(Lines from a data collection)

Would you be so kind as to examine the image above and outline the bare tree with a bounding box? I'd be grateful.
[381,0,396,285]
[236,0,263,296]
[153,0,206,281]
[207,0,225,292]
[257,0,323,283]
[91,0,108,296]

WHAT IS ASKED: Arrange the lines above as a numbered list, leaving out any blank lines.

TASK ANSWER:
1. Would you be so kind as to examine the image above and outline the bare tree with a bounding box? I'd be grateful.
2. [381,0,396,285]
3. [236,0,263,296]
4. [153,0,206,281]
5. [207,0,225,292]
6. [257,0,323,283]
7. [91,0,108,296]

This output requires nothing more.